▶ [Data for processing]:

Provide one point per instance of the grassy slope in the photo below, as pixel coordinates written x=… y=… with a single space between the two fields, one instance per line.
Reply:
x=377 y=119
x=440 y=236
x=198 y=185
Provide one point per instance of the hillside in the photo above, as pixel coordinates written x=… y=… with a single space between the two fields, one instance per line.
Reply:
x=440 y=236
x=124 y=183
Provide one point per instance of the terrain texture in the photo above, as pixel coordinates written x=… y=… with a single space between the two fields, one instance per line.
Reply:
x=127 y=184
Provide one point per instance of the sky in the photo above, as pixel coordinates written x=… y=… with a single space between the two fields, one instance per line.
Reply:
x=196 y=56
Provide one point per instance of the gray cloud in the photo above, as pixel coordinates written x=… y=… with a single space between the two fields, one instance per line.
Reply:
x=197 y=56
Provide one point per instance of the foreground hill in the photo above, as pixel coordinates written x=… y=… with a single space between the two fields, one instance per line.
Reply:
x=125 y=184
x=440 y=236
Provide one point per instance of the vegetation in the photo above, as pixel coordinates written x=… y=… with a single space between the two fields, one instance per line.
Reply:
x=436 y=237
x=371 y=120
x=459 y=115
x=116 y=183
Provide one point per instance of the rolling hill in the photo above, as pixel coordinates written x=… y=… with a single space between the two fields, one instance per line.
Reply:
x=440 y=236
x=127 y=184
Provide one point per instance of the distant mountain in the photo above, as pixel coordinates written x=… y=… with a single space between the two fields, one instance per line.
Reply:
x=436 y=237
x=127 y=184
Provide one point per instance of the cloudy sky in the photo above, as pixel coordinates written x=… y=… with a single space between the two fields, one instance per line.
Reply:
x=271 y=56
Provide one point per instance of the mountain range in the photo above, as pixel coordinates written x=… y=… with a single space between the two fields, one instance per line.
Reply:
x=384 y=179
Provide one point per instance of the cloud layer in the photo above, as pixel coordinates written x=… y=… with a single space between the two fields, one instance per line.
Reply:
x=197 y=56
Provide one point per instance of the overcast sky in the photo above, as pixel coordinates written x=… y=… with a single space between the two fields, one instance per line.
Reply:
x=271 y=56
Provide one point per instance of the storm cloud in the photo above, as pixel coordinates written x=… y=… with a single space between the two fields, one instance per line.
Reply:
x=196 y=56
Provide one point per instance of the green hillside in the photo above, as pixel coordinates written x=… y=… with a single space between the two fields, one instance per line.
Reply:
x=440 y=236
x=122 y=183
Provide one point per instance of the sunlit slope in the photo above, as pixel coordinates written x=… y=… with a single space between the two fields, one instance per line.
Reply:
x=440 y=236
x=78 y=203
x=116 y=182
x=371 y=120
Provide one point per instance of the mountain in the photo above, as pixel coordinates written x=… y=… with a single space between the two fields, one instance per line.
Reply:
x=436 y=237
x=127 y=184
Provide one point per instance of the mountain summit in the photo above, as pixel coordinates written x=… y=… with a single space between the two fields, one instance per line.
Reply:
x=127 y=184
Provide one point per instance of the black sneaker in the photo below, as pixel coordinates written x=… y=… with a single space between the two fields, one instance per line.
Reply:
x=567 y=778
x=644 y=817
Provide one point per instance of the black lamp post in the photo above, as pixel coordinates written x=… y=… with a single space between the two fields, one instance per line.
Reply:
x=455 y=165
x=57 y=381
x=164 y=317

▶ [What to produce]: Extract the data in full. Keep it word for word.

▶ [Exercise result]:
Provide one point per instance of the grassy slope in the photo below, as pixel coordinates written x=… y=… with a single space between the two fields, one instance per line.
Reply:
x=377 y=119
x=440 y=236
x=198 y=185
Provide one point per instance of the hillside in the photo above, as pixel coordinates written x=… y=… with a single space between the two fields, one instance per line.
Reply:
x=440 y=236
x=124 y=183
Provide one point per instance of the terrain texture in the photo above, as pixel coordinates written x=… y=… with a single space between the two fields, one instance per line.
Reply:
x=127 y=184
Provide one point per instance of the sky in the photo above, as pixel coordinates written x=… y=… with a single space between the two fields, one instance per line.
Reply:
x=196 y=56
Provide one point per instance of the gray cloud in the photo above, as pixel coordinates written x=… y=… with a single space between the two fields, one instance per line.
Reply:
x=197 y=56
Provide one point per instance of the foreground hill in the photo above, as pixel coordinates written x=… y=… with a single space between the two fields, one instance per line.
Reply:
x=125 y=184
x=440 y=236
Provide one point per instance of the vegetation in the photo above, as pixel coordinates written x=… y=… with a single space between the two fields, one instance per line.
Reply:
x=436 y=237
x=371 y=120
x=459 y=115
x=116 y=183
Provide one point per instance of the rolling hill in the photo above, as pixel coordinates written x=… y=… with a single space between the two fields, one instance per line.
Reply:
x=440 y=236
x=127 y=184
Provide one point per instance of the distant mountain in the photo above, as pixel coordinates written x=… y=… with a single space between the two fields, one instance per line.
Reply:
x=436 y=237
x=127 y=184
Provide one point per instance of the cloudy sky in the photo above, as pixel coordinates written x=… y=… with a single space between the two fields, one instance per line.
Reply:
x=271 y=56
Provide one point per instance of the mountain range in the photo above, as pixel coordinates written x=… y=… with a single space between the two fields, one instance per line.
Reply:
x=384 y=179
Provide one point per instance of the cloud layer in the photo above, as pixel coordinates written x=… y=… with a single space between the two fields, one instance per line.
Reply:
x=197 y=56
Provide one point per instance of the overcast sky in the photo above, as pixel coordinates written x=… y=… with a single space between the two fields, one instance per line.
Reply:
x=271 y=56
Provide one point per instance of the storm cloud in the photo above, as pixel coordinates written x=… y=… with a single space between the two fields, one instance per line.
Reply:
x=196 y=56
Provide one point per instance of the green hillside in the photo above, as pixel coordinates written x=… y=… with a single space between the two fields, one instance per line.
Reply:
x=440 y=236
x=122 y=183
Provide one point per instance of the sunlit slope in the photo above, as pixel coordinates written x=… y=… with a single space between the two fields, one instance per line.
Reply:
x=440 y=236
x=78 y=203
x=116 y=182
x=371 y=120
Provide one point per instance of the mountain in the photo above, as pixel coordinates written x=… y=… with a single space between the two fields, one instance per line.
Reply:
x=436 y=237
x=127 y=184
Provide one point per instance of the mountain summit in the photo above, as pixel coordinates written x=… y=… with a single space between the two fields, one instance per line.
Reply:
x=127 y=184
Provide one point per instance of the black sneaker in the photo below, as pixel coordinates written x=… y=… with a single space between the two fields, one instance per line.
Reply:
x=567 y=778
x=644 y=817
Provide one point per instance of the black lamp post in the photo above, as pixel coordinates written x=… y=… with a single space between the two fields, one instance per line.
Reply:
x=455 y=165
x=57 y=381
x=164 y=317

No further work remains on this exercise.